╭─ Information supplied

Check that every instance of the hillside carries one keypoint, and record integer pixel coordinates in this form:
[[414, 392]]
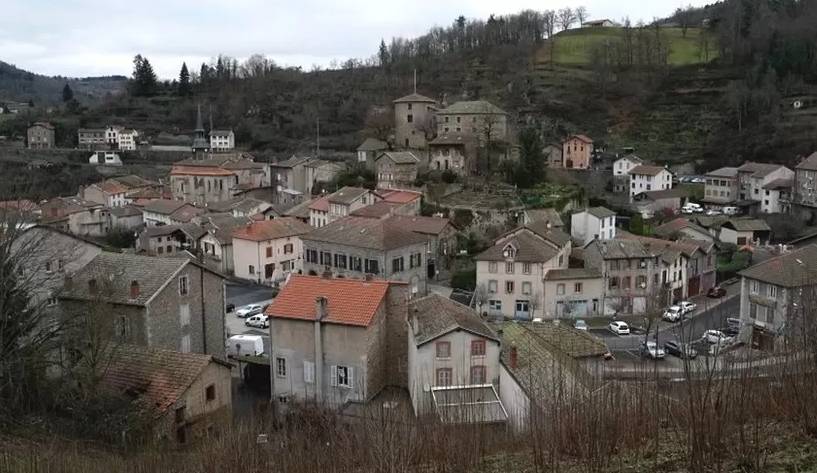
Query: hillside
[[21, 86]]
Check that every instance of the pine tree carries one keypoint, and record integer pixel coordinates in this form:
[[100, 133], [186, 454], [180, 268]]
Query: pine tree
[[67, 93], [184, 81]]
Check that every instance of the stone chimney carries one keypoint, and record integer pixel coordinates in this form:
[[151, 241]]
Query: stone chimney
[[134, 289], [321, 304]]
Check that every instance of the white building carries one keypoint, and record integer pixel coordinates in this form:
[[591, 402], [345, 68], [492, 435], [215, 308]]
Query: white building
[[267, 251], [222, 140], [645, 178], [593, 223]]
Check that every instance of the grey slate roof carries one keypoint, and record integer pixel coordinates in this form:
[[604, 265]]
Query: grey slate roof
[[797, 268], [471, 107], [113, 273], [436, 316], [362, 232]]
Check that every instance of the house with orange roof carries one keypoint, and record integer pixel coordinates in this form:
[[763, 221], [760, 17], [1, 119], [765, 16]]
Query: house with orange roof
[[337, 340], [267, 251]]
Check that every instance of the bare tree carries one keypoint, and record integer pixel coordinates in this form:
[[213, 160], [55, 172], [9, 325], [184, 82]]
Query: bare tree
[[582, 14], [566, 17]]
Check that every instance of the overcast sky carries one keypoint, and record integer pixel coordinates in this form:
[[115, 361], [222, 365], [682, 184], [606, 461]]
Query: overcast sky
[[94, 37]]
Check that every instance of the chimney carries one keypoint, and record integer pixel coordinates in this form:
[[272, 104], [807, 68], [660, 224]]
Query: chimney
[[134, 289], [320, 308]]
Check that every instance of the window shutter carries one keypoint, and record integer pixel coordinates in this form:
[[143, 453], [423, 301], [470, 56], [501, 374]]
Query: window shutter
[[333, 375]]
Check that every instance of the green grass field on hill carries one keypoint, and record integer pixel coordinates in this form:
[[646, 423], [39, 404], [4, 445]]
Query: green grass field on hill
[[574, 47]]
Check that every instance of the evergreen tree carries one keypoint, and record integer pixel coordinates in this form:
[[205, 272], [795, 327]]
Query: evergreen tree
[[67, 93], [184, 81]]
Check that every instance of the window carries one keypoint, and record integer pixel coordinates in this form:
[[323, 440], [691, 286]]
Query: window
[[478, 375], [183, 286], [342, 376], [280, 367], [443, 377], [184, 315], [443, 349], [397, 264]]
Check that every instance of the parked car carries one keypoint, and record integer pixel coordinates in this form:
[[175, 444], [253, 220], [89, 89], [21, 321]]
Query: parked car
[[716, 291], [687, 306], [681, 350], [715, 336], [652, 350], [248, 311], [672, 314], [257, 321], [619, 328]]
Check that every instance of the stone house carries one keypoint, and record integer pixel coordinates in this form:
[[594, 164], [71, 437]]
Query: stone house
[[359, 246], [40, 135], [369, 150], [268, 251], [511, 273], [595, 223], [631, 275], [453, 363], [191, 393], [577, 152], [77, 216], [337, 340], [776, 296], [396, 169], [168, 303], [645, 178], [413, 120]]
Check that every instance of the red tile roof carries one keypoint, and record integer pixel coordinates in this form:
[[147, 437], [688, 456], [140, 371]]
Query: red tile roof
[[349, 301], [271, 229]]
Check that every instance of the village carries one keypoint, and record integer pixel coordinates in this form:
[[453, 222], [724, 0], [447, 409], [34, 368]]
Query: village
[[433, 289]]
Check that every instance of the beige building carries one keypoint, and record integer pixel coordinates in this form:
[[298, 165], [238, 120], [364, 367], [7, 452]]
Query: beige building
[[511, 273], [413, 121], [41, 136], [453, 363], [267, 251], [191, 393], [577, 152], [337, 340]]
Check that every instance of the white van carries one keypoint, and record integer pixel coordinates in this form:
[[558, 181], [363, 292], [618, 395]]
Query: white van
[[245, 345], [257, 321]]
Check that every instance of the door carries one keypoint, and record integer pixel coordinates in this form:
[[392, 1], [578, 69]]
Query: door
[[522, 310]]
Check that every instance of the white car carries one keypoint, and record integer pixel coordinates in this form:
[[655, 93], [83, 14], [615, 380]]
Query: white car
[[257, 321], [248, 311], [673, 314], [652, 350], [715, 336], [619, 328], [687, 307]]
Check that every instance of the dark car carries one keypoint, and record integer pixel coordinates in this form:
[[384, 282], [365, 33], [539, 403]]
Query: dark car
[[716, 291], [681, 350]]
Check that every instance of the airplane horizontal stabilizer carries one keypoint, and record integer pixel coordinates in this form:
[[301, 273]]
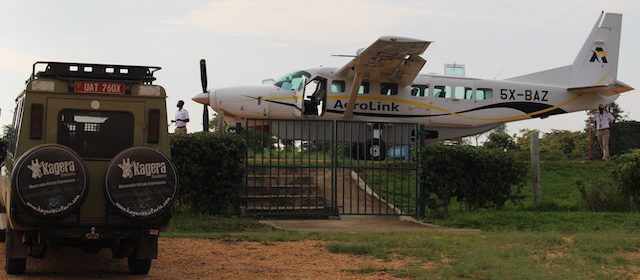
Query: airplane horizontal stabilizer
[[610, 89]]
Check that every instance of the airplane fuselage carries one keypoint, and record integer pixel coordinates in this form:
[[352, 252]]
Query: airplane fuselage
[[432, 100]]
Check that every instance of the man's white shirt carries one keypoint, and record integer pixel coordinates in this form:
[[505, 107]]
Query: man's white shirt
[[181, 114], [603, 120]]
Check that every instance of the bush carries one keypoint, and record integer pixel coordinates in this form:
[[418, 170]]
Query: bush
[[211, 171], [476, 177], [627, 175]]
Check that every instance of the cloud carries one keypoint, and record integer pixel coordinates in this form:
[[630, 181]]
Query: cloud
[[294, 20], [15, 60]]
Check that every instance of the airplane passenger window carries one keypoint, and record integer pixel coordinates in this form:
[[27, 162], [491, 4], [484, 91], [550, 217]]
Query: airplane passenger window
[[388, 89], [419, 90], [442, 91], [364, 88], [464, 93], [484, 93], [468, 93], [337, 86]]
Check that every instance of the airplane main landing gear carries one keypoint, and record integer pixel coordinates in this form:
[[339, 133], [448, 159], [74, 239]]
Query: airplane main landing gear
[[373, 149]]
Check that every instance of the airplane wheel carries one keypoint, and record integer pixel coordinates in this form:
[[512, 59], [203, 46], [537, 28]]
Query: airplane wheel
[[357, 151], [376, 149]]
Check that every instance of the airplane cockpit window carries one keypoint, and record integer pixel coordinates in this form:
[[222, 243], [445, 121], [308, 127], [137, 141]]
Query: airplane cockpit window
[[464, 93], [388, 89], [442, 91], [484, 93], [364, 88], [419, 90], [316, 95], [293, 81], [337, 86]]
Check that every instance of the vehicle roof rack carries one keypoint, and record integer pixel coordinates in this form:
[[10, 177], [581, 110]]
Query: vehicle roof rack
[[74, 71]]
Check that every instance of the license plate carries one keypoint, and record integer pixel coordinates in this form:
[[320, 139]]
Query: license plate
[[100, 87]]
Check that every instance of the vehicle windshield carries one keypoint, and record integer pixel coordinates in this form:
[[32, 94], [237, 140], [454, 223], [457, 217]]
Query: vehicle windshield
[[293, 81]]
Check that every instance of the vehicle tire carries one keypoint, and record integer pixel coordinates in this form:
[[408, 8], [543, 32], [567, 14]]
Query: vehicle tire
[[376, 149], [13, 266], [137, 266], [50, 180], [141, 183]]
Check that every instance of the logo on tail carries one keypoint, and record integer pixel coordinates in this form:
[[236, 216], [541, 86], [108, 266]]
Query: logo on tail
[[599, 55]]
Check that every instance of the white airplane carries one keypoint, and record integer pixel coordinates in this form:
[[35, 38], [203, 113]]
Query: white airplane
[[382, 84]]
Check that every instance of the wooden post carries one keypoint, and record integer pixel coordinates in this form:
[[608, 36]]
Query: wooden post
[[535, 167]]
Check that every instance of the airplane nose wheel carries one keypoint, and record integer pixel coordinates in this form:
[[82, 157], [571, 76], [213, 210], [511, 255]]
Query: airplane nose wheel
[[376, 149]]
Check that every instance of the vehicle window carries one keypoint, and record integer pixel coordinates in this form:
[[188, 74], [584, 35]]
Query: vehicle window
[[484, 93], [95, 134], [419, 90], [388, 89], [337, 86], [442, 91], [15, 126], [364, 88]]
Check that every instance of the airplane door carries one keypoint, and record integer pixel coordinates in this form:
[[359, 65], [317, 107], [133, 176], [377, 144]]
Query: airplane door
[[298, 97]]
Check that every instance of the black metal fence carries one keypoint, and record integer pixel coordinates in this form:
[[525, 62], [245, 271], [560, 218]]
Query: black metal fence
[[319, 168]]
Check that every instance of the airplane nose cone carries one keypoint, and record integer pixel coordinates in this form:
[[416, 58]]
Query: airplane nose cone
[[202, 98]]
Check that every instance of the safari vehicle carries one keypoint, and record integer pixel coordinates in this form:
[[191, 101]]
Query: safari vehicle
[[87, 164]]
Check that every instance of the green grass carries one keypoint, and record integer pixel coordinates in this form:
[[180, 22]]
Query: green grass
[[611, 254], [193, 223], [561, 208], [556, 240], [561, 221], [558, 182]]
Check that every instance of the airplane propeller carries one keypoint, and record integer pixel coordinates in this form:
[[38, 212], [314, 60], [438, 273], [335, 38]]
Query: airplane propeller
[[205, 109]]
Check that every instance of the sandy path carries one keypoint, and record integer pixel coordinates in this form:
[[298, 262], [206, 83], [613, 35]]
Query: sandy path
[[209, 259]]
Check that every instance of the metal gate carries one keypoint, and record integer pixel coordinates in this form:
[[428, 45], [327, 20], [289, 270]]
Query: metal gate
[[320, 168]]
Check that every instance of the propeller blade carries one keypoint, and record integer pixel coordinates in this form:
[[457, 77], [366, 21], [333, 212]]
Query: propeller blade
[[205, 108], [205, 118], [203, 74]]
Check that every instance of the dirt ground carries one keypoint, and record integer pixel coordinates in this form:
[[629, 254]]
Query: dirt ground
[[210, 259]]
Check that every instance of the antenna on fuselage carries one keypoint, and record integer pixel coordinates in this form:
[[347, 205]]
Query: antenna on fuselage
[[496, 76]]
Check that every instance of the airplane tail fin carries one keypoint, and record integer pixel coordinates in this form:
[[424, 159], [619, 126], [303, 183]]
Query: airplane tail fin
[[597, 62]]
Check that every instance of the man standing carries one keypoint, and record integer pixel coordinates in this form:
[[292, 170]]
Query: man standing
[[604, 120], [182, 118]]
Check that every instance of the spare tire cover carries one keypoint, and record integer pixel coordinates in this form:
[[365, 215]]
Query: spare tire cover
[[50, 180], [141, 182]]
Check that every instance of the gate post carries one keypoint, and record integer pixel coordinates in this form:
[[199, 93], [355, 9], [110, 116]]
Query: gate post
[[334, 168], [420, 201]]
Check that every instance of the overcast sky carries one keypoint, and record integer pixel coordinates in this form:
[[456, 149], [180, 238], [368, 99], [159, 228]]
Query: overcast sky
[[246, 41]]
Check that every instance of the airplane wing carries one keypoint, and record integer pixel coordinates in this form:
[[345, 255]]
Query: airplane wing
[[388, 60]]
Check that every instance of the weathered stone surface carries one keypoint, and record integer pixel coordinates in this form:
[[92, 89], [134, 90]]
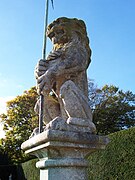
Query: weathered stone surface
[[63, 75], [69, 135], [62, 153]]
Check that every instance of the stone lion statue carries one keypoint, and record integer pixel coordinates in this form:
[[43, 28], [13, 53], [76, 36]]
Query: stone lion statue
[[62, 78]]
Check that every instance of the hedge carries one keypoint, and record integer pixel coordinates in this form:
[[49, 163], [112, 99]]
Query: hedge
[[117, 161]]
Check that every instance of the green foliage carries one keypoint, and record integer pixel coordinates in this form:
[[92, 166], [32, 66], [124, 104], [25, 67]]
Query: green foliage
[[30, 171], [113, 109], [19, 124], [116, 162]]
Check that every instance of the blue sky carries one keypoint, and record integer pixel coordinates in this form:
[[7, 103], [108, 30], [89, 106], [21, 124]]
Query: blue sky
[[111, 29]]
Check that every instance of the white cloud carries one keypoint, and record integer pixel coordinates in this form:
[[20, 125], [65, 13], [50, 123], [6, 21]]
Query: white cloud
[[3, 101]]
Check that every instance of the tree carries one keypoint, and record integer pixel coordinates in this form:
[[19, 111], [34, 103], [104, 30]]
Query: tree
[[113, 109], [20, 121]]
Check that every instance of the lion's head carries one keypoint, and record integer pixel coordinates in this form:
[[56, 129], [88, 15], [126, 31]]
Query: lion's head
[[65, 30]]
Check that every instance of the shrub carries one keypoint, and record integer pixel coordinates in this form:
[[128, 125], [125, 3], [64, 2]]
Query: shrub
[[30, 171], [117, 161]]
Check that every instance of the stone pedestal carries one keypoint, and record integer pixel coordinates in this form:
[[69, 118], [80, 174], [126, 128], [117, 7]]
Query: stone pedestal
[[62, 153]]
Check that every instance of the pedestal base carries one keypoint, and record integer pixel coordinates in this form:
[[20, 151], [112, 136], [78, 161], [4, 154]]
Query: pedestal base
[[62, 153]]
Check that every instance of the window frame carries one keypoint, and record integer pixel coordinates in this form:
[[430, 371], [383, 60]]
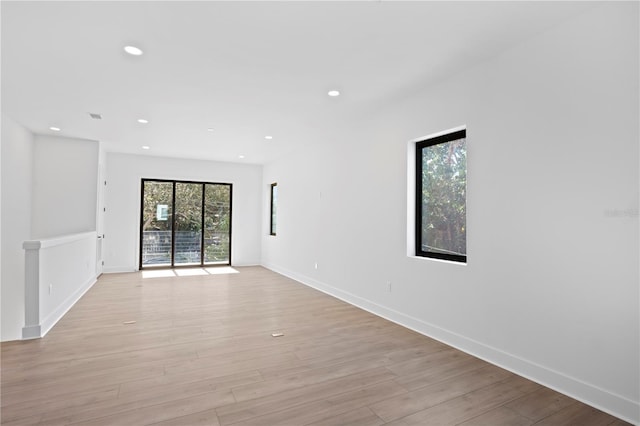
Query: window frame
[[272, 229], [419, 146]]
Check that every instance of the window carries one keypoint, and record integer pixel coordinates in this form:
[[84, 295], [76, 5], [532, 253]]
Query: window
[[441, 189], [274, 204]]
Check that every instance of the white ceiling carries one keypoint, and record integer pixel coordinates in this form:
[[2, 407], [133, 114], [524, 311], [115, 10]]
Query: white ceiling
[[245, 69]]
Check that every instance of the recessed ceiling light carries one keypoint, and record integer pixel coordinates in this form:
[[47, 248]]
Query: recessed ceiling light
[[132, 50]]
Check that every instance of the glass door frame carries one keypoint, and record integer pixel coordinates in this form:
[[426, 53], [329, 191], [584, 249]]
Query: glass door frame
[[173, 224]]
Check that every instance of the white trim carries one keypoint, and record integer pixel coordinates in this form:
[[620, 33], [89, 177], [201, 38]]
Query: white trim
[[118, 269], [594, 396], [47, 323], [31, 332], [56, 241], [435, 135]]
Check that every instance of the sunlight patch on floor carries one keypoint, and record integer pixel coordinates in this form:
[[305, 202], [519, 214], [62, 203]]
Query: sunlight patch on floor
[[188, 272]]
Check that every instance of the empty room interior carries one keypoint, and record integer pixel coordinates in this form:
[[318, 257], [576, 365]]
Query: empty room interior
[[320, 213]]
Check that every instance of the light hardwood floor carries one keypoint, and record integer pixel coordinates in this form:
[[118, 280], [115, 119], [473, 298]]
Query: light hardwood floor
[[201, 353]]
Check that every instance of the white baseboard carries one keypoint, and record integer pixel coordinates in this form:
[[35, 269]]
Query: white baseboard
[[594, 396], [117, 269], [31, 332]]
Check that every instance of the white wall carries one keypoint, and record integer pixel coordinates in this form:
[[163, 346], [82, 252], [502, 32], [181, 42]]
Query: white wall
[[551, 285], [65, 174], [122, 201], [17, 158]]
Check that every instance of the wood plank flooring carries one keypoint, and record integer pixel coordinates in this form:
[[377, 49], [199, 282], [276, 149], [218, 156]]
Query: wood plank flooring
[[200, 352]]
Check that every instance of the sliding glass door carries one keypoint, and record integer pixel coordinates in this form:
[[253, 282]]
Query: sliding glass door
[[185, 224]]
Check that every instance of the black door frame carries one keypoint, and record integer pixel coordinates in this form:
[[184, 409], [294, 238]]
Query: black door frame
[[173, 204]]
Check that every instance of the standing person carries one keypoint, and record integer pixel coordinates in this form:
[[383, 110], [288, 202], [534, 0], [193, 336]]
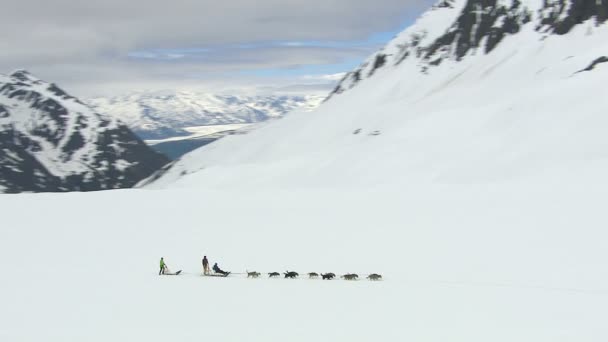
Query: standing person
[[205, 266], [163, 266]]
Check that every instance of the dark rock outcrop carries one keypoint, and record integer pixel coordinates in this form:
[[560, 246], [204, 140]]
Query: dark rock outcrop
[[52, 142]]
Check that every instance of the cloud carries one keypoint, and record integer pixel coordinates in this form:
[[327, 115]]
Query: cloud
[[92, 45]]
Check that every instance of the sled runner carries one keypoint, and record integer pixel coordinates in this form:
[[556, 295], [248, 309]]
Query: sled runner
[[217, 275]]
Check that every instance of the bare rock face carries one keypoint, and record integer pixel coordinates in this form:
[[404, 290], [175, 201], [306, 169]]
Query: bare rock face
[[52, 142], [474, 27]]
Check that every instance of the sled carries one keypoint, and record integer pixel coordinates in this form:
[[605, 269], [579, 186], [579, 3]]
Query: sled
[[170, 273], [217, 275]]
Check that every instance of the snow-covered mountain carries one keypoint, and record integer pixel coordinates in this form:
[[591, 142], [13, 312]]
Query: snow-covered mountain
[[51, 141], [159, 115], [476, 186], [474, 91]]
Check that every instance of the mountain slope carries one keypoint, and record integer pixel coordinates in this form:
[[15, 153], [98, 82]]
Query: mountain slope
[[50, 141], [159, 115], [474, 92]]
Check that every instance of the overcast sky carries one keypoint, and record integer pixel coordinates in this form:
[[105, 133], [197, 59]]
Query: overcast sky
[[109, 47]]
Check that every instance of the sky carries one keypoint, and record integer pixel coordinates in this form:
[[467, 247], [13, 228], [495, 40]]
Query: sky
[[111, 47]]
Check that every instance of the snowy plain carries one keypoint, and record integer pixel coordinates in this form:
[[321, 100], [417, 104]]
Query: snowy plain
[[481, 200]]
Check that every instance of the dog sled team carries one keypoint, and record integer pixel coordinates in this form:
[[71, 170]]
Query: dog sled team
[[218, 272]]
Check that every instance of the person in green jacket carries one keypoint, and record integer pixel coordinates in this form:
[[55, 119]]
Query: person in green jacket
[[163, 266]]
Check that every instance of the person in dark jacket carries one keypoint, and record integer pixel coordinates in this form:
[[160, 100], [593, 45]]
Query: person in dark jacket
[[217, 269], [205, 266], [163, 266]]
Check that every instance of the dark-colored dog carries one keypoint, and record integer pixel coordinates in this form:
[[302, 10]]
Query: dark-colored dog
[[374, 277], [328, 276], [350, 276], [291, 275]]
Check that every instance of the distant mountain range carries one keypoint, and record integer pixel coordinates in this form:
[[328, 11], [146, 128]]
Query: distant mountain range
[[51, 141], [162, 115]]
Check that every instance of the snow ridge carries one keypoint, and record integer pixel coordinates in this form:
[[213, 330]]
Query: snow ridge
[[51, 141], [473, 26], [160, 115], [477, 91]]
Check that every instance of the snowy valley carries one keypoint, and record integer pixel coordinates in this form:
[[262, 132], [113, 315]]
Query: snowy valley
[[465, 162], [177, 122]]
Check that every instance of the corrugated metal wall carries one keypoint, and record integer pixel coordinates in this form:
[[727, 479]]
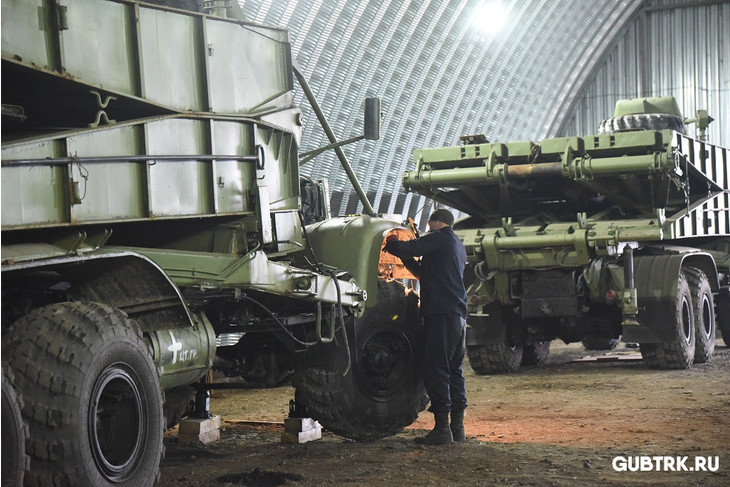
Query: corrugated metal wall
[[671, 47]]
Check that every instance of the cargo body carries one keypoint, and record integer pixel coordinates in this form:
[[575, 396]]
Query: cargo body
[[155, 227], [618, 235]]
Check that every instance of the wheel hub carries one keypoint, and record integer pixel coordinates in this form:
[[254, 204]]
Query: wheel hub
[[385, 364], [117, 422]]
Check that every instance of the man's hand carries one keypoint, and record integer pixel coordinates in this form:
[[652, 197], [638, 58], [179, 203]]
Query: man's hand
[[390, 242]]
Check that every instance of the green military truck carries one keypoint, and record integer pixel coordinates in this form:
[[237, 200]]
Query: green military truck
[[155, 226], [619, 234]]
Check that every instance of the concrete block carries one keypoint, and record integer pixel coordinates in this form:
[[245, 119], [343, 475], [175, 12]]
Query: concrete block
[[295, 425], [205, 430], [301, 437], [300, 430]]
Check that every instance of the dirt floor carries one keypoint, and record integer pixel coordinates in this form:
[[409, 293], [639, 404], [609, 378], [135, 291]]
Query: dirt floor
[[565, 423]]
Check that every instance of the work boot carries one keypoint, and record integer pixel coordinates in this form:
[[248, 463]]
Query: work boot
[[457, 425], [441, 432]]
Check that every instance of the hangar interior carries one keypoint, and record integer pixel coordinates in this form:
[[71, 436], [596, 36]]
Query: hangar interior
[[508, 69]]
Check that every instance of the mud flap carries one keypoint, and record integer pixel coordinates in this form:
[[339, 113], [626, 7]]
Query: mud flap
[[656, 284]]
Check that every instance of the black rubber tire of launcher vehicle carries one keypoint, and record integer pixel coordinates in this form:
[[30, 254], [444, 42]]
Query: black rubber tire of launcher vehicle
[[704, 314], [680, 351], [92, 396], [383, 390], [15, 431]]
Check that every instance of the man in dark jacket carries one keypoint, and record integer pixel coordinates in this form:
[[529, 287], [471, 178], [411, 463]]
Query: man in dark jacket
[[443, 310]]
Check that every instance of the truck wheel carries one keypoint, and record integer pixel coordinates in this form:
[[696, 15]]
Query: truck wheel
[[593, 342], [704, 313], [535, 353], [494, 358], [92, 396], [15, 432], [679, 353], [383, 391]]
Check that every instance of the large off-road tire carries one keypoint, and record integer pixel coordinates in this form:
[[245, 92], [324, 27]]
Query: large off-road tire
[[15, 432], [535, 353], [723, 316], [595, 342], [92, 396], [494, 358], [704, 313], [383, 390], [680, 351]]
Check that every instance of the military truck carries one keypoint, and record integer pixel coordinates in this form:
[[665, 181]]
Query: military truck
[[619, 234], [155, 227]]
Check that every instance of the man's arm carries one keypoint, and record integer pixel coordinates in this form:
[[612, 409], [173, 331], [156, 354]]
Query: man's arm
[[412, 265], [424, 245]]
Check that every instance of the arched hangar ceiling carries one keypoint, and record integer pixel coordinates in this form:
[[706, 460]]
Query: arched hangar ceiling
[[509, 69]]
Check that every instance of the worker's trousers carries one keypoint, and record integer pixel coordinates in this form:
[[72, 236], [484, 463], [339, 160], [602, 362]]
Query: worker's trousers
[[443, 354]]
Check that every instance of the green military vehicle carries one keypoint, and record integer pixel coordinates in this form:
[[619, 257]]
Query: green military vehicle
[[619, 234], [155, 227]]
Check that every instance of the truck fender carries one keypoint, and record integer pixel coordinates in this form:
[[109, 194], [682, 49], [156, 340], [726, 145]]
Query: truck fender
[[182, 343]]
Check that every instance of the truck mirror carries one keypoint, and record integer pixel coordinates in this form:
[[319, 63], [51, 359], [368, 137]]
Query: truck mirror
[[372, 118]]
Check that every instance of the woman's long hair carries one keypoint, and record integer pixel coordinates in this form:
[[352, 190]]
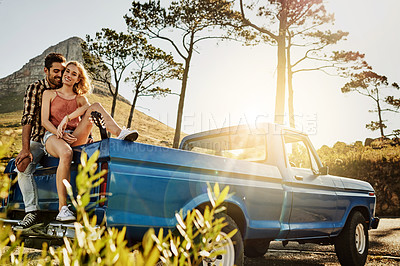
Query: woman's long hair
[[83, 86]]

╰─

*Problem details*:
Return word for word the line bearing "[[612, 409], [173, 331], [156, 354]]" and every later line of the entries, but none of the pictures.

*The completed task*:
[[612, 409], [173, 331], [156, 354]]
Query: man's arm
[[412, 265], [424, 245]]
Check that every instance of the arched hangar ceiling carries one keypoint, and record integer pixel coordinates in this form:
[[706, 460]]
Query: arched hangar ceiling
[[509, 69]]
Check that every instance of the worker's trousers carries one keypoint, and record integer pixel coordinates in this form:
[[72, 236], [484, 463], [339, 160], [602, 362]]
Query: worker's trousers
[[443, 354]]
Check that every instance of the green military vehicle carries one keypoint, and record integer pixel coordinates in this form:
[[619, 257]]
Query: green military vehicle
[[619, 234], [155, 227]]
Check that every instance of the truck fender carries one keypoint, and record integer pixel coordinates in this form:
[[109, 194], [682, 49], [156, 340], [726, 145]]
Query: truck fender
[[182, 343]]
Check that every instance of the truck mirror carries one keypoint, and record integer pixel coordinates in this form:
[[319, 63], [51, 359], [368, 137]]
Query: truck mirror
[[372, 118]]
Check that every instance of the woman's long hair carries one keypoint, and record integer pixel coordinates in this form:
[[352, 190]]
Query: woman's long hair
[[83, 86]]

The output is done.